## WRITTEN TASK
Rewrite the entries below as a numbered list, skipping any blank lines and leaving out the pictures.
** START OF DATASET EXCERPTS **
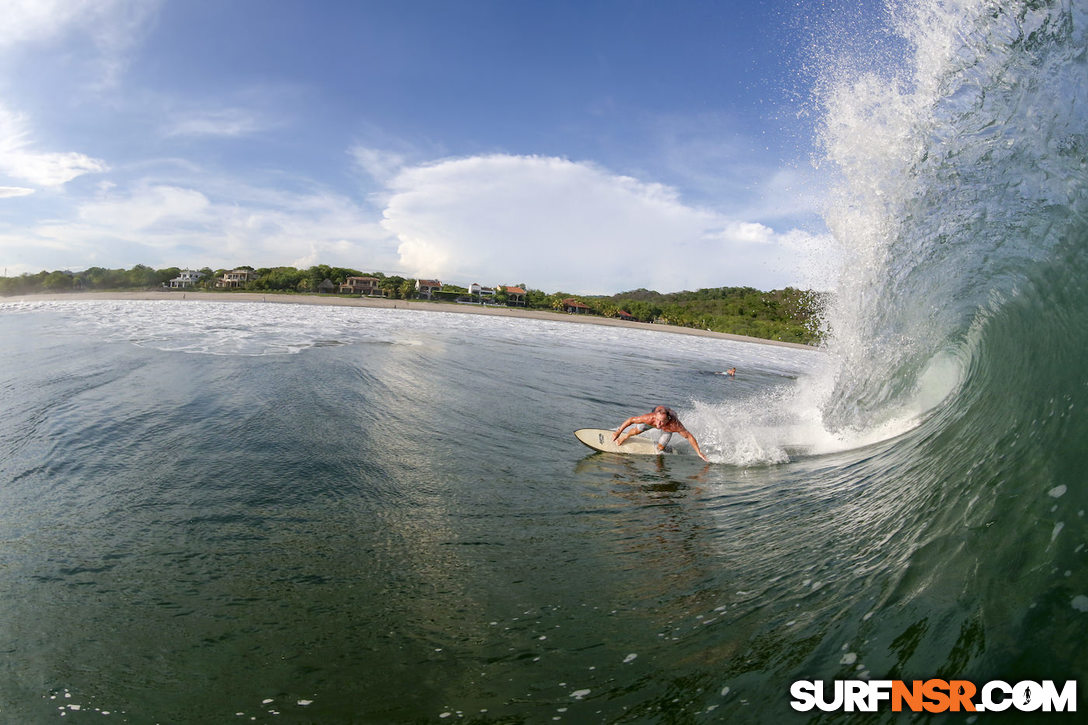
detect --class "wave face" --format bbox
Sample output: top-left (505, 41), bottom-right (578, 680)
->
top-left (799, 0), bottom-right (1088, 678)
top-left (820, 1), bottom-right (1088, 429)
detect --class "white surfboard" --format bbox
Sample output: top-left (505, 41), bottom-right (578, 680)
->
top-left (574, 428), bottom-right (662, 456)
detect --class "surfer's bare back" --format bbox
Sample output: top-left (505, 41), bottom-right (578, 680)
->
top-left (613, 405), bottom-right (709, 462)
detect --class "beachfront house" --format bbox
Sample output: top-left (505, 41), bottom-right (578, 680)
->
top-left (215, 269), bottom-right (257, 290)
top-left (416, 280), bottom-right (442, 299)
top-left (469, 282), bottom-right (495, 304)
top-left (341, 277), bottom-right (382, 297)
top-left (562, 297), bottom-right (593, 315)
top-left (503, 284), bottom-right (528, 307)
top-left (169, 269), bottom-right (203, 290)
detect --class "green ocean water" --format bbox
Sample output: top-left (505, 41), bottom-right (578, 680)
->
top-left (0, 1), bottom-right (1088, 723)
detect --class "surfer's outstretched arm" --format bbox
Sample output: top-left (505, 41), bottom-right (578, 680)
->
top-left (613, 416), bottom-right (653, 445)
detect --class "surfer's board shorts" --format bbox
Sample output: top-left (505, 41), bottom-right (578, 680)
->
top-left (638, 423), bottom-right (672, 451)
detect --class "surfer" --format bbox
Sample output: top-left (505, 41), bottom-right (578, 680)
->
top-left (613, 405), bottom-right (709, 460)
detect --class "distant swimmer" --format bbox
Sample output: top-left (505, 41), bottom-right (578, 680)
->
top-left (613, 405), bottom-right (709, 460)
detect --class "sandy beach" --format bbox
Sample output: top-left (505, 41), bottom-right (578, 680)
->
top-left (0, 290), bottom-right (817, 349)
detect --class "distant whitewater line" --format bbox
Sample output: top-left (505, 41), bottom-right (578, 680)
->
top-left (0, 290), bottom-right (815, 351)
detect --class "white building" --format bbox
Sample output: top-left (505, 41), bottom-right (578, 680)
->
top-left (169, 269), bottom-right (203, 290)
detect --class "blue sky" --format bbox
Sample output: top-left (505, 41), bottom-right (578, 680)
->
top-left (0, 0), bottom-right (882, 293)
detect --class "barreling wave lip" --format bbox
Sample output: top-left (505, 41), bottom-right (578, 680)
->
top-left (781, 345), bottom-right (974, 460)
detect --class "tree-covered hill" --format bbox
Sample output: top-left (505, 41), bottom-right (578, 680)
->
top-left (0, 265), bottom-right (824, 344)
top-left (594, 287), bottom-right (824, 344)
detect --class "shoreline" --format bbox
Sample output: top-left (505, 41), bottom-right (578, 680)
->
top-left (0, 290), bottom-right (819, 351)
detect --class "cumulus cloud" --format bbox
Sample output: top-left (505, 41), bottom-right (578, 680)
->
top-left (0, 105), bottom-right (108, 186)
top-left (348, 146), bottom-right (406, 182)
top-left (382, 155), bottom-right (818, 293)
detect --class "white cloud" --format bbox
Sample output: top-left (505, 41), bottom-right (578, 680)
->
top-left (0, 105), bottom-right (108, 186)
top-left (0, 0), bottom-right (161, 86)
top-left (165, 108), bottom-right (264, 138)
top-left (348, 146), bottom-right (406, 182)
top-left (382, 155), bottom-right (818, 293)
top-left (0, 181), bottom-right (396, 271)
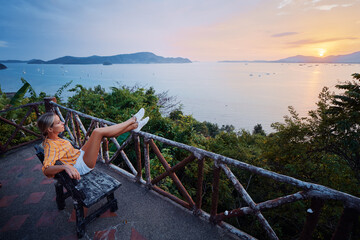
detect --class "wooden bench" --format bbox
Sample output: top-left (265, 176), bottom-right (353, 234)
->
** END OF DATASET EXCERPTS **
## EXERCISE OUTPUT
1. detect --class "wave face" --format bbox
2. Sample output: top-left (505, 41), bottom-right (578, 680)
3. ->
4. top-left (799, 0), bottom-right (1088, 678)
5. top-left (820, 1), bottom-right (1088, 429)
6. detect --class "white surfboard" --format bbox
7. Sample output: top-left (505, 41), bottom-right (578, 680)
8. ->
9. top-left (574, 428), bottom-right (662, 456)
10. detect --class "surfer's bare back" --format bbox
11. Sample output: top-left (505, 41), bottom-right (578, 680)
12. ->
13. top-left (613, 405), bottom-right (709, 462)
14. detect --class "beachfront house" --format bbox
15. Sample output: top-left (505, 41), bottom-right (578, 680)
16. ->
17. top-left (215, 269), bottom-right (257, 290)
18. top-left (416, 280), bottom-right (442, 299)
19. top-left (469, 282), bottom-right (495, 304)
20. top-left (341, 277), bottom-right (382, 297)
21. top-left (562, 297), bottom-right (593, 315)
22. top-left (503, 284), bottom-right (528, 307)
23. top-left (169, 269), bottom-right (203, 290)
24. detect --class "green ocean water" --format bbox
25. Sample output: top-left (505, 41), bottom-right (578, 680)
26. ->
27. top-left (0, 1), bottom-right (1088, 723)
28. detect --class "surfer's outstretched arm" --format bbox
29. Sample output: top-left (505, 41), bottom-right (578, 680)
30. ->
31. top-left (613, 416), bottom-right (653, 445)
32. detect --class "surfer's board shorts" --format bbox
33. Sample output: top-left (505, 41), bottom-right (578, 680)
34. ->
35. top-left (638, 423), bottom-right (672, 451)
36. detect --class "surfer" --format bbox
37. Sample output: top-left (505, 41), bottom-right (578, 680)
38. ->
39. top-left (613, 405), bottom-right (709, 460)
40. detect --class "distant swimmer" --format bbox
41. Sample output: top-left (505, 41), bottom-right (578, 680)
42. ->
43. top-left (613, 405), bottom-right (709, 460)
44. detect --class "sandy beach" --format bbox
45. Sample output: top-left (505, 41), bottom-right (578, 680)
46. ->
47. top-left (0, 290), bottom-right (817, 349)
48. detect --class "distant whitewater line" --format bbox
49. Sample output: top-left (505, 41), bottom-right (578, 680)
50. ->
51. top-left (0, 290), bottom-right (815, 351)
52. detect --class "white building" --format bbox
53. Sample output: top-left (505, 41), bottom-right (578, 680)
54. ->
55. top-left (169, 269), bottom-right (203, 290)
56. detect --class "blue sky" --format bbox
57. Sample output: top-left (505, 41), bottom-right (578, 680)
58. ->
59. top-left (0, 0), bottom-right (882, 293)
60. detect --class "barreling wave lip" --format bbox
61. Sample output: top-left (505, 41), bottom-right (578, 680)
62. ->
63. top-left (781, 345), bottom-right (974, 460)
64. detect --class "tree-covered hill" --format bbox
65. Sample output: top-left (505, 41), bottom-right (578, 680)
66. ->
67. top-left (0, 265), bottom-right (824, 344)
68. top-left (594, 287), bottom-right (824, 344)
69. detect --class "shoreline" --format bbox
70. Sample output: top-left (505, 41), bottom-right (578, 680)
71. ->
72. top-left (0, 290), bottom-right (819, 351)
73. detect --class "cumulus cloud" --format bbox
74. Sample output: top-left (505, 41), bottom-right (578, 680)
75. ->
76. top-left (0, 105), bottom-right (108, 186)
77. top-left (348, 146), bottom-right (406, 182)
78. top-left (382, 155), bottom-right (818, 293)
79. detect --class "white cloud" --format bbox
80. Sample output: top-left (505, 41), bottom-right (578, 680)
81. ->
82. top-left (0, 105), bottom-right (108, 186)
83. top-left (0, 0), bottom-right (161, 86)
84. top-left (165, 108), bottom-right (264, 138)
85. top-left (348, 146), bottom-right (406, 182)
86. top-left (382, 155), bottom-right (818, 293)
87. top-left (0, 181), bottom-right (396, 271)
88. detect --class "wooden bench" --format bbox
89. Sample output: top-left (265, 176), bottom-right (353, 234)
90. ->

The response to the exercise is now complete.